* WORK REQUEST A *
Please print the part of the network adequacy text starting at "Sponsors at the" and ending at "calendar year 2019.".
* WORK REQUEST B *
In the network adequacy text, when can all organizations begin uploading their networks to the NMM for an informal review?

* GIVEN PASSAGE *
#####

Sponsors at the time of application must attest that they will have a contracted network in place that meets current MA network adequacy criteria for each county in their service area prior to marketing and enrollment efforts for the upcoming contract year, and that they will monitor and maintain a network that meets current adequacy standards. CMS added that it will conduct a complete network compliance review of initial applicants but will review only the new counties of SAE applicants for calendar year 2019.
All organizations beginning in February will have a chance to upload their networks to the NMM for an “informal review,” added CMS. The agency said it will provide “technical assistance, guidance, and consultation to organizations that want to take advantage of this opportunity,” although it will give priority to initial and SAE applicants and MAOs that have been selected for the triennial review.
** MPF May Hide Noncompliant Plans**
One noteworthy warning in the Jan. 10 memo is that initial applicants failing to meet the network adequacy requirements “may be suppressed from Medicare Plan Finder [MPF] for the upcoming Annual Election Period until the initial applicant is determined to have an adequate network in place and is prepared to provide access to services under such network in a new contract.”
“That’s a pretty profound statement to the marketplace that says, ‘Look, if you’re not adequate, we have the control because we manage the MPF and if somebody comes to Medicare.gov and types in their ZIP code, you’re not going to come up as an available option until that deficiency has been cured,’” remarks Weis.

#####

Stored data entries
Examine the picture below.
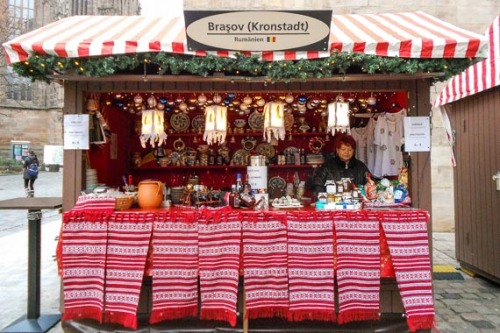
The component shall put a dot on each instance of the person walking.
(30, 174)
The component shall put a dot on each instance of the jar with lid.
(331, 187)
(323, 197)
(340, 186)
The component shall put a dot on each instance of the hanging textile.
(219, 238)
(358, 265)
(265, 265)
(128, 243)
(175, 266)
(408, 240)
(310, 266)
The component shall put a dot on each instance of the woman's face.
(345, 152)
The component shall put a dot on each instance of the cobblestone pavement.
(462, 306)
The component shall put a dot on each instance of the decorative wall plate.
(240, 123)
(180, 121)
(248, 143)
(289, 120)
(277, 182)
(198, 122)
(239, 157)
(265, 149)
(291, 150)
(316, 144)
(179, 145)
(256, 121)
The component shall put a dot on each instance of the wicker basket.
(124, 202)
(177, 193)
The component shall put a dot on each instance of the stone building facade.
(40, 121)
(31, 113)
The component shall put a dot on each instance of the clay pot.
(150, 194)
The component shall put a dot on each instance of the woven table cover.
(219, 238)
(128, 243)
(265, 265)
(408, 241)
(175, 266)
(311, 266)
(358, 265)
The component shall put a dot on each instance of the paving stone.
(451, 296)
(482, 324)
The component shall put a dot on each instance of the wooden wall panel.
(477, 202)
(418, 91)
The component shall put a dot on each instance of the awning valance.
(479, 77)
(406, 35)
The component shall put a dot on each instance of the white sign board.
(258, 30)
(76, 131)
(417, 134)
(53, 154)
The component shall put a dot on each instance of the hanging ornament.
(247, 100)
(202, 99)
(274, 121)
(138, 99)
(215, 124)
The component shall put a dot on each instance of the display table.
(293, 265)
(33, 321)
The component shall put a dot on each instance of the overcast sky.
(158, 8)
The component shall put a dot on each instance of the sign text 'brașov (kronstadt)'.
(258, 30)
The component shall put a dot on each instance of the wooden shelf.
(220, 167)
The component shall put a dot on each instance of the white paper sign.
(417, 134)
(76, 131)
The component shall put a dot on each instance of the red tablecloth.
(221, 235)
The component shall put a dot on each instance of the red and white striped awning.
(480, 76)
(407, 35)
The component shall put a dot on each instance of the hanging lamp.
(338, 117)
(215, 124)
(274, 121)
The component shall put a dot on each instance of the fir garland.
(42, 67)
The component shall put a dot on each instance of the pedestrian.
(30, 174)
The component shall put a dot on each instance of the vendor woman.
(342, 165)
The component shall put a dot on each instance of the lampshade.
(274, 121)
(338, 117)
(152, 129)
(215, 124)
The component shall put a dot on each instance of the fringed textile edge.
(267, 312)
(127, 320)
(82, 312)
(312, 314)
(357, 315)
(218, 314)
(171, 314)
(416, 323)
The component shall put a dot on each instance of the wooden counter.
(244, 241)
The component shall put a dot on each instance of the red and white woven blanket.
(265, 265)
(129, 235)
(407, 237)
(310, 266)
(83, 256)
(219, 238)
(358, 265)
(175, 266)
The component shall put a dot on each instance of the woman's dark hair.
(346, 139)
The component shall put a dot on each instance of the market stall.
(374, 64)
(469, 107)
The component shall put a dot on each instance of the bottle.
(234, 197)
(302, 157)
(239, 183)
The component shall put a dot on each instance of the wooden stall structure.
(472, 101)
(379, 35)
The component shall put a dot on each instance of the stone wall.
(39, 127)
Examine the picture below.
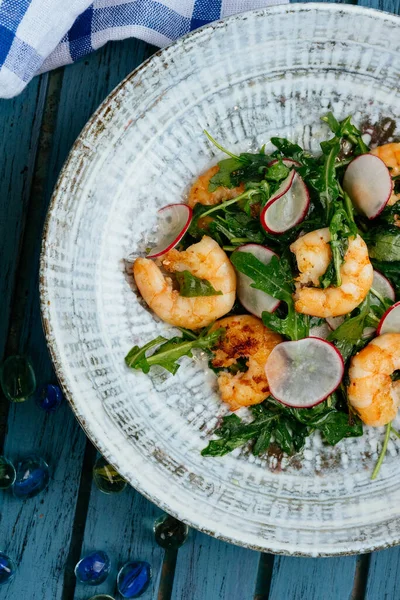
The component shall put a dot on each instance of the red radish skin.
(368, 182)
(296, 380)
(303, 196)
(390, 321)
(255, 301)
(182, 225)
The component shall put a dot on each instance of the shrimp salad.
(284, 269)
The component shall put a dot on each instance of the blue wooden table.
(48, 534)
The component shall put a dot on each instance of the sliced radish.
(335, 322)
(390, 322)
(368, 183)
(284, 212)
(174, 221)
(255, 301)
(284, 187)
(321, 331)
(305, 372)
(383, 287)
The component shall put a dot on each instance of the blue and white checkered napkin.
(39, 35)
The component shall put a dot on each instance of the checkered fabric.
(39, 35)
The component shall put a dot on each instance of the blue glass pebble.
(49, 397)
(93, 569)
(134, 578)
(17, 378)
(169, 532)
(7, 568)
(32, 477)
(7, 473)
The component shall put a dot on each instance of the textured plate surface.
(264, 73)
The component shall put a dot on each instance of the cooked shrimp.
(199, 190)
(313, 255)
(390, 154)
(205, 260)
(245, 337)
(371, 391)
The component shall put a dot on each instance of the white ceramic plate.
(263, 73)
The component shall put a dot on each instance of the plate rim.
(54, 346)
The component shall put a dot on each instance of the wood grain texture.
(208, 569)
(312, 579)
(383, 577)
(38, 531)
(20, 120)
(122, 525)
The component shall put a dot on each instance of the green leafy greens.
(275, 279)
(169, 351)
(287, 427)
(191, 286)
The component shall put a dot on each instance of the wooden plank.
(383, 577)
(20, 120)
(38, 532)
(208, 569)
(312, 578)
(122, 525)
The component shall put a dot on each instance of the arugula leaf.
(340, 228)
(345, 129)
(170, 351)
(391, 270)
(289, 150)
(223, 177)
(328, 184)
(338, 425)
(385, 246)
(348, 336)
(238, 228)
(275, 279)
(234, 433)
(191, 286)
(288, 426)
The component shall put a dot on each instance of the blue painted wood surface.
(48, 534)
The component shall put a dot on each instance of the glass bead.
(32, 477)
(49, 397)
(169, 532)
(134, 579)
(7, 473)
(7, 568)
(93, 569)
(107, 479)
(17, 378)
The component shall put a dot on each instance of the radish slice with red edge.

#####

* ANSWER SECTION A *
Sponsors at the time of application must attest that they will have a contracted network in place that meets current MA network adequacy criteria for each county in their service area prior to marketing and enrollment efforts for the upcoming contract year, and that they will monitor and maintain a network that meets current adequacy standards. CMS added that it will conduct a complete network compliance review of initial applicants but will review only the new counties of SAE applicants for calendar year 2019.

* ANSWER SECTION B *
Beginning in February.